[Source data]
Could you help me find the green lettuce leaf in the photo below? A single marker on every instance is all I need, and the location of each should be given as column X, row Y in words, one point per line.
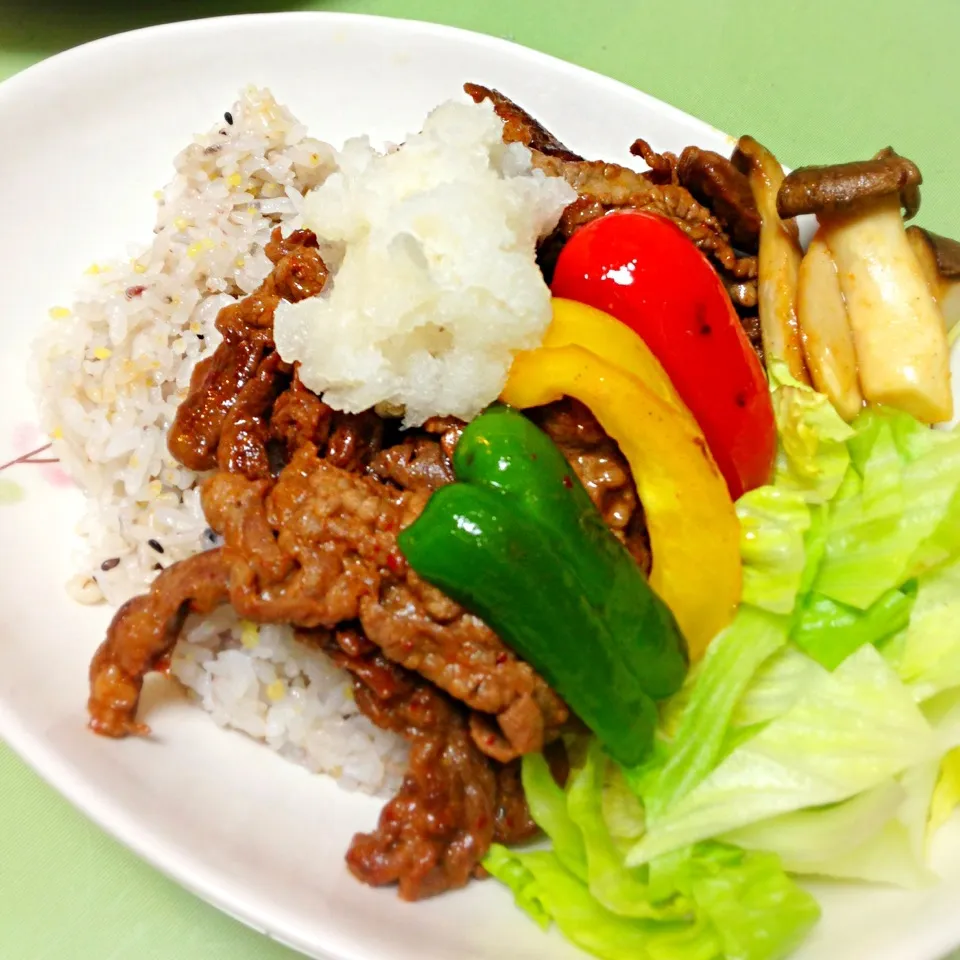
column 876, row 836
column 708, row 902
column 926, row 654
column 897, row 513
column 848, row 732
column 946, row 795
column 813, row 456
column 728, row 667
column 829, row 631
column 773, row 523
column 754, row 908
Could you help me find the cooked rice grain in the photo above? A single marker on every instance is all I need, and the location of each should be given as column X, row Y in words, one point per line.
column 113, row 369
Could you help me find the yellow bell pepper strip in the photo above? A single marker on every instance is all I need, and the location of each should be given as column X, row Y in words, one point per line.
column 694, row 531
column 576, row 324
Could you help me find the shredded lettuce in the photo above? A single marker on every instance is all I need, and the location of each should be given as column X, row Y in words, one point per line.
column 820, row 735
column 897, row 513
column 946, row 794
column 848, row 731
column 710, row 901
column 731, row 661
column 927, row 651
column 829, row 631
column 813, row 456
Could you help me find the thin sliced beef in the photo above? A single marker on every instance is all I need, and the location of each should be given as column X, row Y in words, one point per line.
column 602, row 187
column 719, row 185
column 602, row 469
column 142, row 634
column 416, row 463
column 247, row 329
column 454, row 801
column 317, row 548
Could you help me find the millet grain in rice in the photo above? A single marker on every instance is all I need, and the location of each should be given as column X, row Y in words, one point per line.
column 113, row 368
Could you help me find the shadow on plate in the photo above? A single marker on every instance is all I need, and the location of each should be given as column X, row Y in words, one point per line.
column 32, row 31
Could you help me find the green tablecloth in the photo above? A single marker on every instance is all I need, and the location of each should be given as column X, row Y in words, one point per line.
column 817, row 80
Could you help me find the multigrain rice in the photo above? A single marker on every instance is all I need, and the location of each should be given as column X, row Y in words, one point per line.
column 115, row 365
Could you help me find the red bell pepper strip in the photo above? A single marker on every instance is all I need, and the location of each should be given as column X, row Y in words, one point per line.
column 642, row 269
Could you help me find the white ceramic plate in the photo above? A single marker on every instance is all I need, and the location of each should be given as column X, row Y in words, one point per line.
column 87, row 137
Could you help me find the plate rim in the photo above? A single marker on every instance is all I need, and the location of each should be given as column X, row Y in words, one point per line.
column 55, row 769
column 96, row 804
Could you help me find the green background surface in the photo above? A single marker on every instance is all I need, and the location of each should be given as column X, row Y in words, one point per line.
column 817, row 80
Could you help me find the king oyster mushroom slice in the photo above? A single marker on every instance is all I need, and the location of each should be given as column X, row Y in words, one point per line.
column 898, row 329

Exercise:
Go back to the records above and write them out exactly, without the pictures.

Result of the exercise:
Could you help me find the green lettuce leaf in the photo below? A single marker on every instance is all I need, and the location of each should be given as column X, row Y in words, one point per line.
column 876, row 836
column 708, row 902
column 926, row 654
column 897, row 513
column 848, row 732
column 946, row 795
column 813, row 456
column 728, row 667
column 829, row 631
column 773, row 523
column 754, row 908
Could you help me find the cooked rice grain in the photo above? A single marker on every instance is all I need, and the location of each should be given as column X, row Y in words, one point per line.
column 113, row 369
Could you help me find the yellow bell pepper strip in the photo above? A single marker on every instance is all I need, and the location of each should be given as column X, row Y in words, one point per line.
column 694, row 531
column 576, row 324
Could you help me find the shredded lettuce in the photo above? A single marker on every instance is all I need, and the location of each should be given as column X, row Y in words, one point per line.
column 820, row 735
column 897, row 513
column 946, row 794
column 848, row 731
column 710, row 901
column 731, row 661
column 927, row 651
column 829, row 631
column 813, row 456
Could you help me find the thin sliced beef in the photo above? A single marker on every instance is all I need, and the location of each should be given as column X, row Y in words, one point per line.
column 602, row 187
column 719, row 185
column 602, row 469
column 142, row 634
column 416, row 463
column 247, row 329
column 454, row 801
column 317, row 548
Could you help me find the millet grain in rice in the photo above? A single marker on every instance is all I need, and the location of each should be given as column X, row Y in words, one point per line.
column 113, row 368
Could you help me find the shadow on plate in the photo above? A single marker on every instance is all I need, and the location of each should be given as column X, row Y in words, one point per line.
column 32, row 31
Could you help me find the green tablecloth in the photo above? A single marker on every instance is all I need, and the location of each should be given as column X, row Y in words, one point per line.
column 817, row 80
Could you help me find the multigrain rice in the photo above? A single marker on every instance is all I need, and the location of each should be given as column X, row Y in words, one point per line.
column 115, row 365
Could you help me find the red bell pepper strip in the photo above? A single marker on every instance is all I need, and the location of each should be given as column X, row Y in words, one point per line.
column 642, row 269
Could you help me find the white ceramic plate in the photo above? A single marker on every instance is all I need, and the location of each should be given as column X, row Y in words, one point per line.
column 87, row 137
Could you help me find the plate rim in the photo above? A single marker on every instance is all I need, and the location of each should be given as column X, row Y in words, one point per line.
column 55, row 769
column 96, row 804
Could you help me find the green background surface in the photo above? A single marker on every instance is all I need, and the location of each should be given as column X, row Y in words, one point per line.
column 817, row 80
Could you help me find the king oyster mushroom slice in the photo above? A single marker on every instance is all I need, and the location of each should be given as column X, row Y in words, one point per line.
column 898, row 329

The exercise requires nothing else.